PROBLEM DESCRIPTION →
Set down all the records below, word for word.

(Source data)
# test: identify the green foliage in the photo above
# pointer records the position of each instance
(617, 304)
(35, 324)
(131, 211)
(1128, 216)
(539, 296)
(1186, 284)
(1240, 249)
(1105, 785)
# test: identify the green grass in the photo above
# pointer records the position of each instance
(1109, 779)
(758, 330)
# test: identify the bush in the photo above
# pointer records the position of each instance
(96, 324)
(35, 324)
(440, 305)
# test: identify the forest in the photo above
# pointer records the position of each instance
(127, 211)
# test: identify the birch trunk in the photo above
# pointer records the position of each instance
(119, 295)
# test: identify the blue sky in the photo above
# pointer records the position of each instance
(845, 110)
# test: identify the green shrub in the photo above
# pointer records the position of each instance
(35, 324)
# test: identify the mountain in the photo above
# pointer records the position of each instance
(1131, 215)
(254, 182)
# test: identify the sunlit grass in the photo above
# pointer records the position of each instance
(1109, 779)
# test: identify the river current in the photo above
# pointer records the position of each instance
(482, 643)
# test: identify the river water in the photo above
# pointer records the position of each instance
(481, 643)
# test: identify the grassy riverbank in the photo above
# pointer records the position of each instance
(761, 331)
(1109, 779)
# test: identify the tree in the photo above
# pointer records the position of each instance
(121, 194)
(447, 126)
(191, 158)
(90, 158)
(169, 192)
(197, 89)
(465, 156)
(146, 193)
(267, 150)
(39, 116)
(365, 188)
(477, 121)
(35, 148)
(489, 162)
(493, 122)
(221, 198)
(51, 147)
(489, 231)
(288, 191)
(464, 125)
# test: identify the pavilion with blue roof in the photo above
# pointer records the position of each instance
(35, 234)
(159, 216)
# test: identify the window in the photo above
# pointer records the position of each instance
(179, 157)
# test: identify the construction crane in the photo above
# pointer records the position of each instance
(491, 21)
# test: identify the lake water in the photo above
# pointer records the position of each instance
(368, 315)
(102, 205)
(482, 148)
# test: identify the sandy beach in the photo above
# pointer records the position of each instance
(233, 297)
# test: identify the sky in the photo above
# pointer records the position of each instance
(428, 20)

PROBLEM SOLUTION →
# test: identify the green foliage in the photo above
# pointer records the position of each instance
(617, 304)
(35, 324)
(131, 211)
(1128, 216)
(539, 296)
(1186, 284)
(1240, 249)
(1105, 785)
# test: identify the green grass in the photo above
# pointer records the position of each instance
(1109, 779)
(758, 330)
# test: identify the bush in the photo above
# pointer records the position of each instance
(96, 324)
(35, 324)
(440, 305)
# test: identify the forest in the photo above
# pointer records the position of each instance
(127, 211)
# test: identify the birch trunk in the photo above
# pointer records the position of each instance
(119, 295)
# test: identify the blue sky in the photo above
# pointer records the position of each instance
(845, 110)
# test: identify the green shrub in the photo above
# pointer records the position of each instance
(35, 324)
# test: identify the mountain in the photo above
# pointer records the position of each instance
(1131, 215)
(254, 182)
# test: identify the sunlit grass in the photo above
# pointer records the position of each instance
(1109, 779)
# test: identify the river current in the photo above
# pointer records the position of each instance
(482, 643)
# test: identify the river water in the photo above
# pointer records the position of each instance
(481, 643)
# test: identify the grassy riverbank in the photo above
# pointer records the position of each instance
(761, 331)
(1109, 779)
# test: identify the tree in the photo above
# pointer records the position of each instance
(121, 194)
(447, 126)
(191, 158)
(90, 158)
(169, 192)
(197, 89)
(465, 156)
(146, 193)
(267, 150)
(39, 116)
(365, 188)
(477, 121)
(35, 148)
(489, 162)
(493, 122)
(221, 198)
(51, 147)
(489, 231)
(288, 191)
(464, 125)
# test: identify the pavilion with blue roof in the photo above
# pointer records the position of each instance
(35, 234)
(159, 216)
# test: identify the window in the photo above
# pointer records the position of each instance
(179, 157)
# test: identify the construction crane in the photo above
# pointer records the position of each instance
(491, 21)
# test: identify the lake water in the photo above
# pointer records the position of each instance
(368, 315)
(102, 205)
(482, 148)
# test: identify the sandy beach in the photo above
# pointer records the position of each instance
(233, 297)
# test: identify the sky in the photo above
# pointer records the position of each instance
(428, 20)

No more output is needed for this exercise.